◆ **Excerpt**
— begin —
In the end, *ora* gave you the same answer that I did which was that you can't do what you're asking using VNC.  In theory, what you would have to do is somehow _share_ the device from the Mac and it would have to be _detectable_ and _readable_ by the PC (or vice-versa).  As far as I know, this isn't even possible from one Windows PC to _another_ Windows PC, unless I'm missing some important communications component of this device that will allow it to work this way with two Windows PCs.

To my knowledge, the only way to realistically do this is to have the device connected to the PC _physically_ and then _remotely control_ the Windows PC using Chicken of the VNC on the Mac in order to view the outputs and calculations that the PC is performing from the VNC window on the Mac.  Yes, you might experience lag from the refresh of the VNC window, but that's dependent on the speed of your network connection.

About the best you can probably due is just output the data to a file and then read out the intervals between the outputted calculations.

One other app that you might want to try is Microsoft's Remote Desktop Connection for the Mac.  It's basically the same Remote Desktop Client that comes with Windows XP, but for the Mac.  The refreshes tend to be faster compared to VNC, but you're connecting through a virtual terminal and not the actual desktop that you would see if you were right in front of the computer.

http://www.microsoft.com/mac/otherproducts/otherproducts.aspx?pid=remotedesktopclient

Hope this option is a little better for you.


----------
— end —
◆ **Record excerpts**
— begin —
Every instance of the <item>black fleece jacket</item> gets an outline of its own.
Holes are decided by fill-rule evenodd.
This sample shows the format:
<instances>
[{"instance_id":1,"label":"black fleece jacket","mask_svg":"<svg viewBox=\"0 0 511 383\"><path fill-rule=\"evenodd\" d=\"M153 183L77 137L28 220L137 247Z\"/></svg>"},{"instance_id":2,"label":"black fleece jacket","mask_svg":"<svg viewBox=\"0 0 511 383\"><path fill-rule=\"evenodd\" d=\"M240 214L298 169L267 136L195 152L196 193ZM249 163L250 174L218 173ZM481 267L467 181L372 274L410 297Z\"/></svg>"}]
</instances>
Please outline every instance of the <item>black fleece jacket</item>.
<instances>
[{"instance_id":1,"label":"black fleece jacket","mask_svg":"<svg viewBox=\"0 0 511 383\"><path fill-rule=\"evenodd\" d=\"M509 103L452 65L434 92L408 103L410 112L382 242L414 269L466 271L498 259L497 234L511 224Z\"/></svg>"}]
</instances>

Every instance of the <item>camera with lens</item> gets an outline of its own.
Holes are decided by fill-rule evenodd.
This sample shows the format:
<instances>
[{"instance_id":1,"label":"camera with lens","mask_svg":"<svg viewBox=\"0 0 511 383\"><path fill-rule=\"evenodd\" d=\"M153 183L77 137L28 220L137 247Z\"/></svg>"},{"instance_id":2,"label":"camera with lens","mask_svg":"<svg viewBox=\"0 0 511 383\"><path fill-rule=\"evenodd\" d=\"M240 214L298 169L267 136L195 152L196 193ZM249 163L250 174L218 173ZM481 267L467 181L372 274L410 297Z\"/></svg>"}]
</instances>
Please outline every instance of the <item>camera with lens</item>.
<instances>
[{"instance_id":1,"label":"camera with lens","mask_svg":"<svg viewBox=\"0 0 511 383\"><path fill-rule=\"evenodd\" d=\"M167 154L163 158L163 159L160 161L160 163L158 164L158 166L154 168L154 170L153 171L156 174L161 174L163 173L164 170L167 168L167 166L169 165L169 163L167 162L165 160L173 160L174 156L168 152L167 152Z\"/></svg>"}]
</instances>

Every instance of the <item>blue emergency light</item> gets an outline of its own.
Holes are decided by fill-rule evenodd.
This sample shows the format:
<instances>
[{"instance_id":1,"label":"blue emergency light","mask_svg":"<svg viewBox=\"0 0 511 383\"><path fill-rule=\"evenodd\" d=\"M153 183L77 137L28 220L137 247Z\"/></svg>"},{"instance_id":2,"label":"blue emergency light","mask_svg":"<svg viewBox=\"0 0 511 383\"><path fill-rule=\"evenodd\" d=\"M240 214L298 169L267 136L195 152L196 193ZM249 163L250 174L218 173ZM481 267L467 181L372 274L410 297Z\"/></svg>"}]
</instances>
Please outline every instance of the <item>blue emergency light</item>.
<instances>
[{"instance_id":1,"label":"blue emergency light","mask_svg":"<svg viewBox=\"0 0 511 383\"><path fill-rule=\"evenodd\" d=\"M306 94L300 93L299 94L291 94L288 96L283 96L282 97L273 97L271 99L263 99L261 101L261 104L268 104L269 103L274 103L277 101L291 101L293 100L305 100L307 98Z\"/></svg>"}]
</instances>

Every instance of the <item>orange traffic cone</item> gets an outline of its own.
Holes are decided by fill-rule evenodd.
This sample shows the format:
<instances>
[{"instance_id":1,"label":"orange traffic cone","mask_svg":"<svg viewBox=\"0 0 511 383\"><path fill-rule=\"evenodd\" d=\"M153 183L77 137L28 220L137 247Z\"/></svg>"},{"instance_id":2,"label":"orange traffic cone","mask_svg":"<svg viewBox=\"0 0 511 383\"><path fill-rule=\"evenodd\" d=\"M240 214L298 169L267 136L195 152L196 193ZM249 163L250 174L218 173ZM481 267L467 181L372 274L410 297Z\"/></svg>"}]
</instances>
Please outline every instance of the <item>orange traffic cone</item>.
— end —
◆ **Set task A**
Based on the forum reply above, say whether each statement agrees with it, giving yes or no and quoting the deciding words.
(i) Microsoft's Remote Desktop Connection for the Mac tends to refresh faster than VNC.
(ii) Any lag in the VNC window depends on the speed of the network connection.
(iii) Remote Desktop Connection shows the actual desktop you would see sitting in front of the computer.
◆ **Set task B**
In the forum reply, what program on the Mac is named for remotely controlling the Windows PC?
◆ **Set task C**
Why does the forum reply say VNC cannot be used to make the device work across the two computers?

◆ **Full solution A**
(i) Yes: "The refreshes tend to be faster compared to VNC"
(ii) Yes: "but that's dependent on the speed of your network connection"
(iii) No: "you're connecting through a virtual terminal and not the actual desktop that you would see if you were right in front of the computer"

◆ **Full solution B**
Chicken of the VNC.

◆ **Full solution C**
To make that work, the device would have to be shared from one machine and be detectable and readable by the other. The writer believes this isn't possible even between two Windows PCs. So the only realistic option is to connect the device physically to the PC and control that PC remotely from the Mac.